## PROBLEM DETAILS
Transcribe each of the records below exactly, excluding all pictures.

Collected data
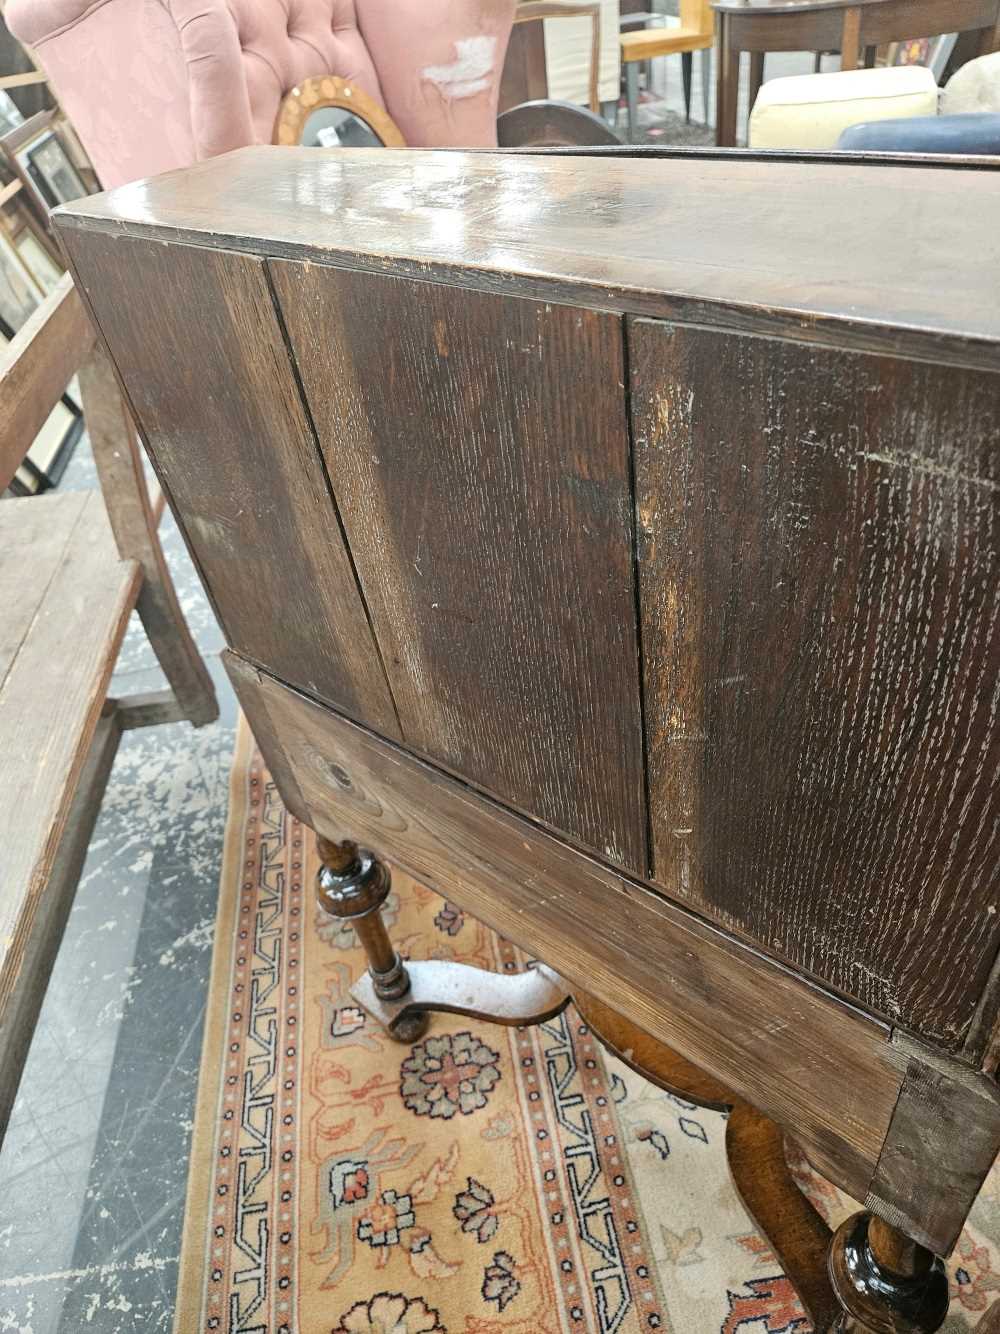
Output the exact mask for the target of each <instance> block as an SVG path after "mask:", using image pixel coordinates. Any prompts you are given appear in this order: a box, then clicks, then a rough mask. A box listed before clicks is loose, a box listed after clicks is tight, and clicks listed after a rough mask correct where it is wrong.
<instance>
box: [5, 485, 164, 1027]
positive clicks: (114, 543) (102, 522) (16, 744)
mask: <svg viewBox="0 0 1000 1334" xmlns="http://www.w3.org/2000/svg"><path fill="white" fill-rule="evenodd" d="M43 515H44V520H43ZM40 520H41V522H44V523H45V524H47V532H45V534H40V532H39V528H37V523H39V522H40ZM47 547H51V548H55V550H56V551H57V556H56V558H55V559H52V558H51V556H49V555H48V554H47V550H45V548H47ZM0 554H1V555H0V559H1V560H3V566H4V567H7V566H8V563H11V564H12V566H13V567H15V568H16V570H17V571H19V572H20V575H21V582H23V586H24V588H25V592H24V596H25V598H27V599H28V600H29V602H31V603H33V608H32V615H31V620H29V624H28V626H27V628H25V631H24V634H23V635H21V638H20V643H19V646H17V651H16V654H15V655H12V658H11V660H9V664H8V668H7V672H5V675H4V678H3V680H0V792H3V794H4V800H3V803H0V1026H1V1025H3V1015H4V1013H5V1010H7V1006H8V1003H11V998H12V995H13V994H15V991H16V988H17V986H19V978H20V972H21V968H23V966H24V960H25V958H27V954H28V950H29V947H31V942H32V939H33V930H35V919H36V915H37V914H39V911H40V910H41V906H43V900H44V895H45V894H47V886H48V882H49V874H51V871H52V866H53V860H55V858H56V854H57V848H59V844H60V839H61V835H63V831H64V828H65V824H67V819H68V815H69V810H71V806H72V802H73V798H75V794H76V788H77V783H79V779H80V774H81V771H83V767H84V764H85V760H87V756H88V752H89V746H91V739H92V736H93V734H95V728H96V727H97V719H99V716H100V712H101V708H103V706H104V698H105V694H107V686H108V680H109V679H111V672H112V670H113V666H115V660H116V658H117V651H119V646H120V643H121V636H123V635H124V632H125V627H127V624H128V618H129V614H131V611H132V608H133V607H135V602H136V596H137V592H139V584H140V580H141V571H140V570H139V566H137V564H136V563H135V562H132V560H121V559H120V558H119V554H117V550H116V547H115V542H113V539H112V535H111V530H109V527H108V520H107V515H105V512H104V504H103V500H101V496H100V494H97V492H87V494H83V495H72V494H64V495H53V496H35V498H32V499H28V500H4V502H3V503H1V504H0ZM36 563H37V566H39V567H40V568H44V570H45V571H47V572H49V578H48V582H47V586H45V588H44V590H43V595H41V596H39V594H37V591H36V588H35V587H33V584H32V580H31V579H25V578H24V572H25V571H27V570H33V568H35V566H36ZM4 583H5V584H7V588H8V591H9V588H11V584H9V583H8V582H7V580H4ZM13 619H16V620H17V622H19V623H20V624H24V618H23V616H21V615H20V614H19V612H17V611H16V608H15V618H13ZM67 663H72V664H73V670H72V672H67V670H65V664H67Z"/></svg>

## RESPONSE FOR THIS EXERCISE
Output the exact mask for the target of each <instance> block as an SVG path after "mask:", using image pixel coordinates. Any prompts you are given appear in this order: a box, then clicks, then a rough mask. A box listed before clicks is loose, a box listed after clicks is tight, and clicks listed after a rough mask correct where it is wrong.
<instance>
box: [5, 485, 164, 1027]
positive clicks: (114, 543) (102, 522) (16, 744)
mask: <svg viewBox="0 0 1000 1334" xmlns="http://www.w3.org/2000/svg"><path fill="white" fill-rule="evenodd" d="M43 515H44V520H43ZM40 520H41V522H44V523H45V524H47V532H45V534H40V532H39V528H37V523H39V522H40ZM47 547H51V548H55V550H56V551H57V556H56V558H55V559H52V558H51V556H49V555H48V554H47V550H45V548H47ZM0 554H1V555H0V559H1V560H3V566H4V567H7V566H8V563H11V564H12V566H13V567H15V568H16V570H17V571H19V572H20V575H21V582H23V586H24V588H25V592H24V596H25V598H27V599H28V600H29V602H31V603H33V608H32V615H31V620H29V624H28V626H27V628H25V631H24V634H23V635H21V638H20V643H19V646H17V651H16V654H15V655H12V658H11V660H9V664H8V668H7V672H5V675H4V678H3V680H0V792H3V794H4V800H3V803H0V1026H1V1025H3V1015H4V1013H5V1010H7V1006H8V1003H11V998H12V995H13V994H15V991H16V988H17V986H19V978H20V972H21V968H23V966H24V960H25V958H27V954H28V950H29V947H31V942H32V939H33V930H35V919H36V915H37V914H39V911H40V910H41V906H43V900H44V895H45V894H47V886H48V882H49V874H51V871H52V866H53V860H55V858H56V854H57V848H59V844H60V839H61V835H63V831H64V828H65V824H67V819H68V815H69V810H71V806H72V802H73V798H75V794H76V788H77V783H79V779H80V774H81V771H83V767H84V764H85V760H87V756H88V752H89V746H91V739H92V736H93V734H95V728H96V727H97V719H99V716H100V712H101V708H103V706H104V698H105V694H107V686H108V680H109V679H111V672H112V670H113V666H115V660H116V658H117V651H119V646H120V643H121V636H123V635H124V632H125V627H127V624H128V618H129V614H131V611H132V608H133V607H135V602H136V596H137V592H139V584H140V580H141V571H140V570H139V566H137V564H136V563H135V562H132V560H121V559H120V558H119V554H117V550H116V547H115V542H113V539H112V535H111V530H109V527H108V520H107V515H105V512H104V504H103V500H101V496H100V494H97V492H87V494H83V495H72V494H64V495H53V496H35V498H32V499H28V500H4V502H3V503H1V504H0ZM36 563H37V566H39V567H40V568H44V570H45V571H47V572H49V578H48V582H47V586H45V588H44V590H43V595H41V596H39V594H37V591H36V588H35V587H33V584H32V580H31V579H25V578H24V572H25V571H27V570H33V568H35V566H36ZM4 583H5V584H7V588H8V591H9V588H11V584H9V583H8V582H7V580H4ZM13 619H16V620H17V622H19V623H20V624H24V618H23V616H21V615H20V614H19V612H17V611H16V608H15V618H13ZM67 663H72V664H73V670H72V672H67V670H65V664H67Z"/></svg>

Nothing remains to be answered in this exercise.